- _The exercise_
Print each line below verbatim, from the one containing "For each instance of the blurred building, drop" down to the final line.

------ Data provided

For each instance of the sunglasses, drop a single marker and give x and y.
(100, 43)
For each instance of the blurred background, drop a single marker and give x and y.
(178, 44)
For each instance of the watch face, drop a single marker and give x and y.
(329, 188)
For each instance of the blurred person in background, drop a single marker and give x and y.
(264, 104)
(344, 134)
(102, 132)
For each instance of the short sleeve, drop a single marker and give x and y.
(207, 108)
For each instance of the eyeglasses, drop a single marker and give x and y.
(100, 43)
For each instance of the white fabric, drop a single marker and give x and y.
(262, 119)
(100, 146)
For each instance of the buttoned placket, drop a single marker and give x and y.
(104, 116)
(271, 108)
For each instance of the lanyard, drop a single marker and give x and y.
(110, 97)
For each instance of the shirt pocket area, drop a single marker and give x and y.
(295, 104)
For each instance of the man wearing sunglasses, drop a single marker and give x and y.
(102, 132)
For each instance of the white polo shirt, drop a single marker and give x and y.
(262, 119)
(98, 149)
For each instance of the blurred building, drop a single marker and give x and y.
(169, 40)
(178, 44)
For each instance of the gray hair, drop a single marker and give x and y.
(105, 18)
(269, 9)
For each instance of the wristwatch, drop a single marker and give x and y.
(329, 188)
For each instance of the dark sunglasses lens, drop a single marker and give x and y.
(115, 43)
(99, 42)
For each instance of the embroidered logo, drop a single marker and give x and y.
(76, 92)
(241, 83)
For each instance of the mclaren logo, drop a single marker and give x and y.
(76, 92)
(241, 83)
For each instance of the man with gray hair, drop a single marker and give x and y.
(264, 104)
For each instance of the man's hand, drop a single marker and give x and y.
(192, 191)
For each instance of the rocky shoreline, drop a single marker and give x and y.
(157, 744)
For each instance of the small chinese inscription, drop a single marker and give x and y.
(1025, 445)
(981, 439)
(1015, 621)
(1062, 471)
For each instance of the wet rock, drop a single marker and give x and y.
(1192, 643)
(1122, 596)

------------

- _Answer to this problem_
For each instance of the blurred building, drop a single marker and give x and y.
(169, 40)
(178, 44)
For each instance of the gray hair, drop a single marker and give x and y.
(105, 18)
(269, 9)
For each instance of the wristwatch, drop a single marker and give x and y.
(329, 188)
For each instance of the dark sunglasses lens, drop a single marker and give x and y.
(115, 43)
(99, 42)
For each instance of the embroidered logo, drop a single marker and give x and y.
(76, 92)
(241, 83)
For each instance of the mclaren logo, drop a single marker and give x and y.
(76, 92)
(241, 83)
For each instance of the man with gray hair, drop a single marker and give x and y.
(264, 104)
For each instance of the man's hand, drop a single marker and give x and y.
(192, 191)
For each instance of the rocky shoreline, drop a single marker and give x and y.
(157, 744)
For each instance of the small chinese inscription, drop a single marker and give x and y.
(1025, 445)
(981, 439)
(1015, 621)
(1062, 471)
For each instance of the wet rock, drop a single marker and give x and y.
(1192, 643)
(1122, 596)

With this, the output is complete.